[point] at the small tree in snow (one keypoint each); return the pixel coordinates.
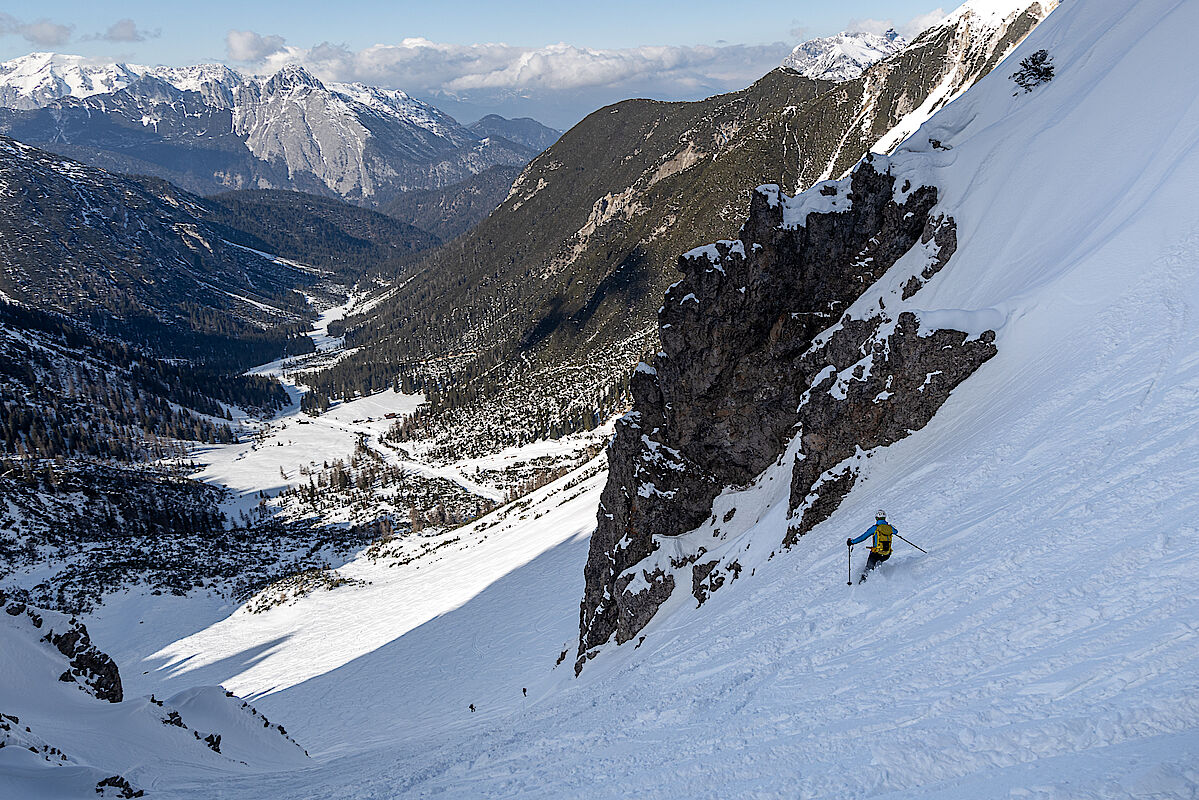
(1034, 71)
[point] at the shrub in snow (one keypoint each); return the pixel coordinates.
(1034, 71)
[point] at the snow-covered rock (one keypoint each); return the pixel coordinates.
(843, 56)
(191, 122)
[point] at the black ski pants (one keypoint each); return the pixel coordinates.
(873, 561)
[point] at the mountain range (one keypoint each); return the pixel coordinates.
(208, 128)
(567, 274)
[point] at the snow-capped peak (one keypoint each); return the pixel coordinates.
(40, 78)
(843, 56)
(988, 12)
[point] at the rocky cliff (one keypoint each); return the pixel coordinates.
(777, 344)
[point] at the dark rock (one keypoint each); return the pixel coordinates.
(121, 786)
(742, 371)
(94, 668)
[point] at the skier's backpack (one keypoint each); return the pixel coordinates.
(883, 534)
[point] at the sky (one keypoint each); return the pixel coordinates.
(552, 61)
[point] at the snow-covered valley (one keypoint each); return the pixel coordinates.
(1044, 647)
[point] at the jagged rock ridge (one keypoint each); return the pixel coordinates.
(759, 349)
(566, 275)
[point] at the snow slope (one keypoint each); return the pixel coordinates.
(1044, 648)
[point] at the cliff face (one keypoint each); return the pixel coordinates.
(763, 355)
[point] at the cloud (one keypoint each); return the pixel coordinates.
(248, 46)
(422, 65)
(41, 32)
(126, 30)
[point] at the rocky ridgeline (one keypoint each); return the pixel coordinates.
(89, 667)
(759, 354)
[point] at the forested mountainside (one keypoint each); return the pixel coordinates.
(208, 128)
(138, 260)
(453, 210)
(320, 232)
(535, 317)
(523, 130)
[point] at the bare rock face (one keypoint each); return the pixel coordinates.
(89, 667)
(757, 348)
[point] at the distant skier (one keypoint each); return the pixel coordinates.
(880, 548)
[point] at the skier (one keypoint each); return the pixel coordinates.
(880, 548)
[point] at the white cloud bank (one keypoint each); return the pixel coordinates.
(41, 32)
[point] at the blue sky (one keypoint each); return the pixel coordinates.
(559, 60)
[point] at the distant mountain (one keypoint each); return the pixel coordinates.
(524, 131)
(209, 128)
(843, 56)
(453, 210)
(531, 322)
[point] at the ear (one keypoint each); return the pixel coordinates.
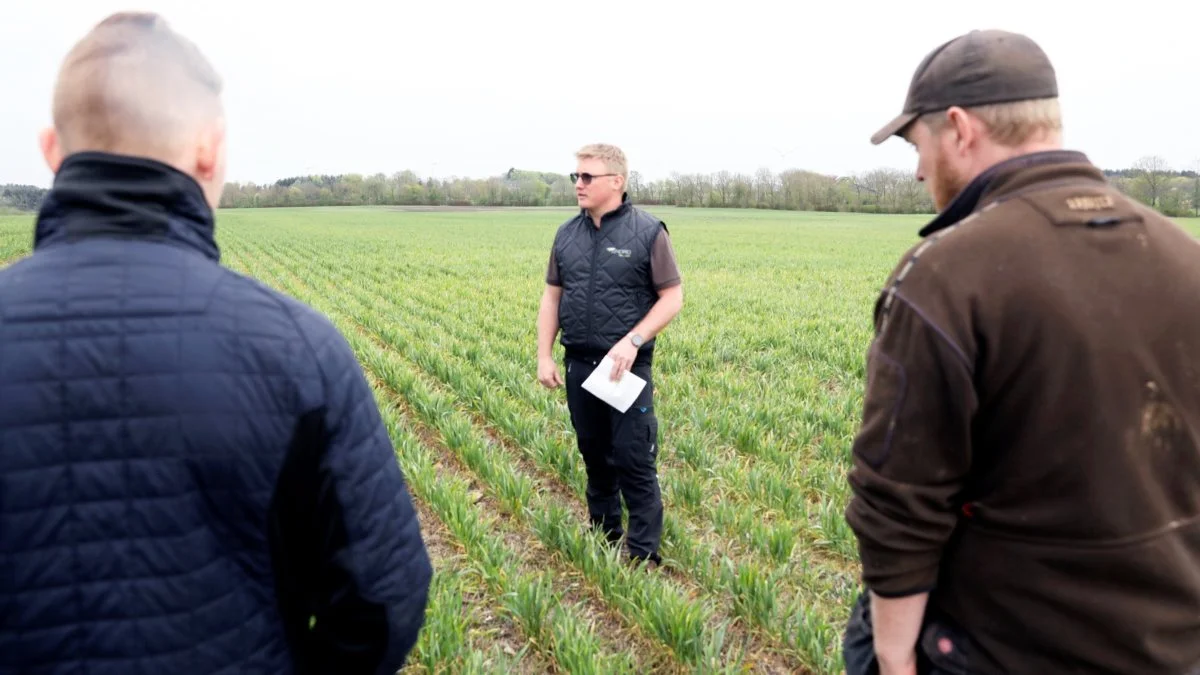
(960, 123)
(210, 150)
(52, 149)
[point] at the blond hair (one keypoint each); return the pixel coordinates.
(612, 156)
(133, 85)
(1011, 124)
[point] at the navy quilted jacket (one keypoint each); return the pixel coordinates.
(192, 466)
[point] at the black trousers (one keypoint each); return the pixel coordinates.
(858, 644)
(621, 454)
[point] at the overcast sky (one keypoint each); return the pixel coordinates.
(456, 88)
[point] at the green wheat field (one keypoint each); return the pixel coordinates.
(759, 384)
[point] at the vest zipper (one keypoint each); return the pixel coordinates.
(592, 286)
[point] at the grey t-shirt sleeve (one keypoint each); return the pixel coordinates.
(552, 270)
(664, 268)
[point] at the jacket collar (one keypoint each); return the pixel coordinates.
(107, 195)
(1008, 177)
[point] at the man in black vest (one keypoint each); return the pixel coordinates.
(612, 285)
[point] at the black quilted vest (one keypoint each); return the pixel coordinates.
(606, 279)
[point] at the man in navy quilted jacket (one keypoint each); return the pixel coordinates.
(193, 472)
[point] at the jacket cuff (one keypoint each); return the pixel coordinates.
(892, 573)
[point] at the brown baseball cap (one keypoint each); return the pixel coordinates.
(977, 69)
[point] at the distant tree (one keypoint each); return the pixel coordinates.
(1151, 175)
(1195, 187)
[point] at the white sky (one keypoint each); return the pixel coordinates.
(456, 88)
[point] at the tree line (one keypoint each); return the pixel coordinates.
(1151, 180)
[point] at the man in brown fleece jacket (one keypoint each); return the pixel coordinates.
(1026, 479)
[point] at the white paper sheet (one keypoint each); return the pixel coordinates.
(621, 394)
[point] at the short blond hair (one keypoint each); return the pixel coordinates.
(611, 155)
(1011, 124)
(132, 84)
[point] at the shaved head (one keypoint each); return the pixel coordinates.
(135, 87)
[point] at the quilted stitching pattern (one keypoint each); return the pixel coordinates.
(623, 290)
(148, 399)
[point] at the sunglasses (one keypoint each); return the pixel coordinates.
(587, 177)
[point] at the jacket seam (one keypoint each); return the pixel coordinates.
(937, 329)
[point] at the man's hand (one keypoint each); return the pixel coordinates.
(623, 354)
(900, 665)
(897, 625)
(549, 375)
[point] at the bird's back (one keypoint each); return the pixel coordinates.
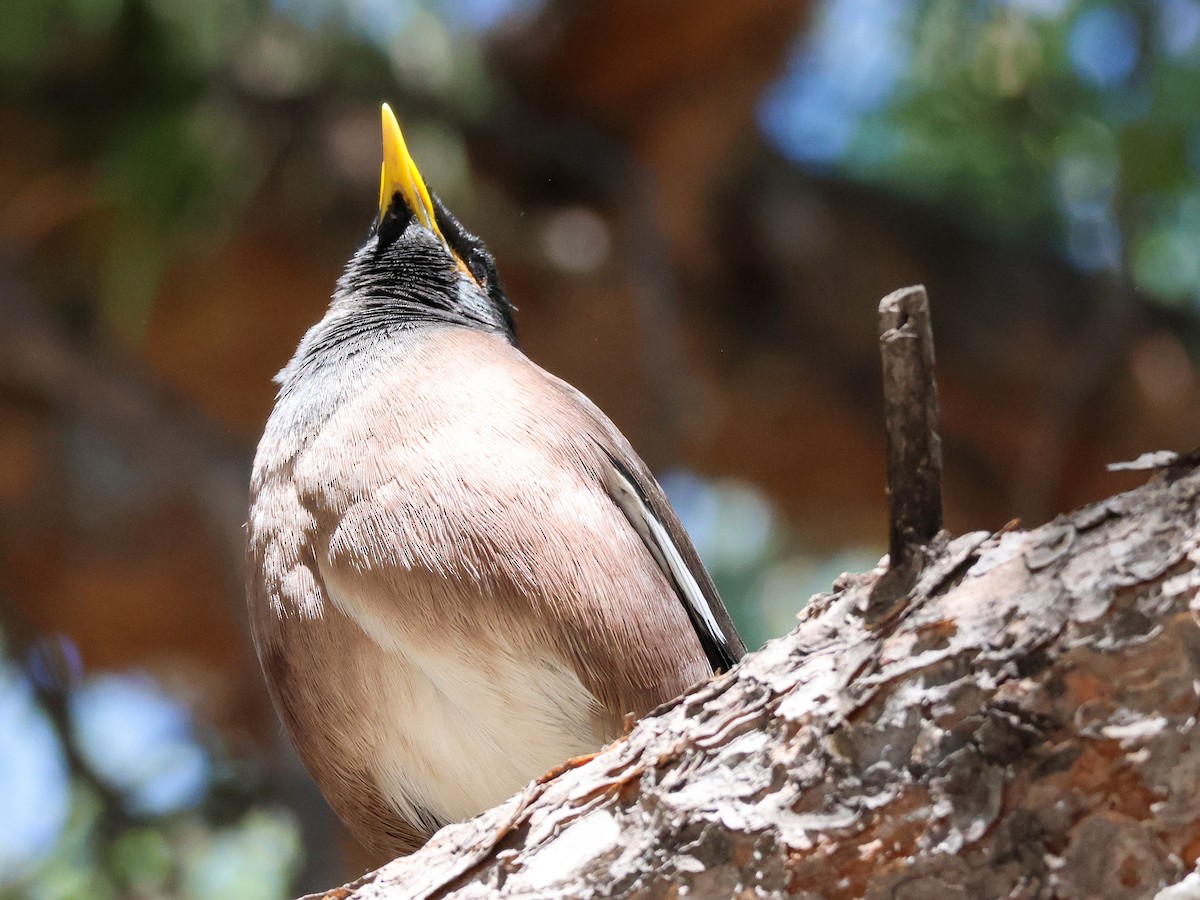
◆ ◆ ◆
Problem to solve:
Rewrite the items above as a numbered list with one entry per line, skipping any blank lines and omitting the pictures.

Solution below:
1. [point] at the small tree in snow (one keypoint each); return the pixel coordinates.
2. (1034, 71)
3. [point] at the shrub in snow (one keypoint each); return the pixel coordinates.
4. (1034, 71)
5. [point] at the snow-covered rock (one keypoint each); return the pixel coordinates.
6. (843, 56)
7. (191, 122)
8. [point] at the black ski pants (one keypoint each); return the pixel coordinates.
9. (873, 561)
10. [point] at the mountain range (one keypoint each); return the pixel coordinates.
11. (208, 128)
12. (567, 274)
13. [point] at the snow-capped peak (one keypoint each); return the pixel coordinates.
14. (40, 78)
15. (843, 56)
16. (988, 12)
17. [point] at the rocky cliff (one keypoint each); return the pixel coordinates.
18. (777, 344)
19. [point] at the dark rock (one keypoint each); return the pixel coordinates.
20. (121, 786)
21. (742, 371)
22. (94, 668)
23. [point] at the skier's backpack (one keypoint each); return the pixel coordinates.
24. (883, 534)
25. [point] at the sky (one keypoint each); return the pixel coordinates.
26. (552, 61)
27. [point] at the snow-covered valley (one keypoint each); return the pixel coordinates.
28. (1044, 647)
29. [point] at the jagged rock ridge (one keypoint each); return the pixel coordinates.
30. (759, 349)
31. (566, 275)
32. [point] at the snow slope (one keypoint each); return the pixel coordinates.
33. (1044, 648)
34. [point] at the cliff face (one keypoint each); return the pixel coordinates.
35. (763, 355)
36. [point] at the cloud (one keypoint each); return the pixel coordinates.
37. (248, 46)
38. (422, 65)
39. (41, 32)
40. (126, 30)
41. [point] at the rocky ridgeline (one keypoint each); return the pixel coordinates.
42. (89, 667)
43. (759, 354)
44. [point] at the forested mountainside (one keypoint each); return the pixel coordinates.
45. (208, 128)
46. (138, 260)
47. (453, 210)
48. (320, 232)
49. (535, 317)
50. (523, 130)
51. [point] at the bare rock face (one keypoint each); return the pixel coordinates.
52. (89, 667)
53. (757, 348)
54. [point] at the distant skier (one keypoint each); return the pixel coordinates.
55. (880, 548)
56. [point] at the skier (one keypoint each); return the pixel coordinates.
57. (880, 548)
58. [point] at the white cloud bank (one keypoint each); return the pixel coordinates.
59. (41, 32)
60. [point] at the blue sky (one keypoint each); return the pixel coordinates.
61. (559, 60)
62. [point] at the distant mountain (one keypoint each); return the pixel coordinates.
63. (524, 131)
64. (209, 128)
65. (843, 56)
66. (453, 210)
67. (531, 322)
68. [point] at the ear (one keypoint each); return the pixel coordinates.
69. (960, 123)
70. (210, 150)
71. (52, 149)
72. [point] at the blond hair (one keypoint each); return the pixel coordinates.
73. (612, 156)
74. (133, 85)
75. (1011, 124)
76. [point] at the navy quilted jacket (one keypoint each); return the pixel coordinates.
77. (192, 466)
78. [point] at the black trousers (one keypoint each); return the pixel coordinates.
79. (858, 644)
80. (621, 454)
81. [point] at the overcast sky (one keypoint each); return the pixel coordinates.
82. (456, 88)
83. [point] at the green wheat field (one keypoint each); return the pixel coordinates.
84. (759, 384)
85. [point] at the vest zipper (one keypoint each); return the pixel coordinates.
86. (592, 286)
87. [point] at the grey t-shirt sleeve (one keypoint each); return the pixel coordinates.
88. (552, 270)
89. (664, 268)
90. [point] at the jacket collar (one keypoint each); return the pixel coordinates.
91. (107, 195)
92. (1008, 177)
93. [point] at the man in black vest (one keypoint each); return the pixel coordinates.
94. (612, 285)
95. [point] at the black quilted vest (one keypoint each); return the pixel coordinates.
96. (606, 279)
97. [point] at the man in navy quilted jacket (one keypoint each); return the pixel coordinates.
98. (193, 472)
99. [point] at the jacket cuff (one keypoint each); return the pixel coordinates.
100. (892, 573)
101. [point] at the brown baseball cap (one keypoint each); return the pixel coordinates.
102. (977, 69)
103. [point] at the distant tree (one keypoint each); return the pixel coordinates.
104. (1151, 175)
105. (1195, 187)
106. [point] at the white sky (one keypoint each); return the pixel coordinates.
107. (456, 88)
108. [point] at the tree line (one keypoint each); return the pixel coordinates.
109. (1151, 180)
110. [point] at the man in brown fleece jacket (one keypoint each); return the pixel coordinates.
111. (1026, 479)
112. [point] at the white paper sheet (one keypoint each); return the pixel coordinates.
113. (621, 394)
114. [point] at the short blond hair (one keypoint each); return the pixel coordinates.
115. (611, 155)
116. (1011, 124)
117. (132, 84)
118. [point] at the shaved head (one keypoint each); return the pixel coordinates.
119. (135, 87)
120. [point] at the quilted stitching pattern (one keypoint each); return the pixel coordinates.
121. (623, 290)
122. (148, 399)
123. [point] at the sunglasses (one keypoint each); return the pixel coordinates.
124. (587, 177)
125. [point] at the jacket seam (one keypoint each); return the pixel coordinates.
126. (937, 329)
127. [point] at the man's hand (one keypoint each); return the pixel coordinates.
128. (623, 354)
129. (900, 665)
130. (897, 625)
131. (549, 375)
132. [point] at the bird's back (one keypoint each); return the pixel coordinates.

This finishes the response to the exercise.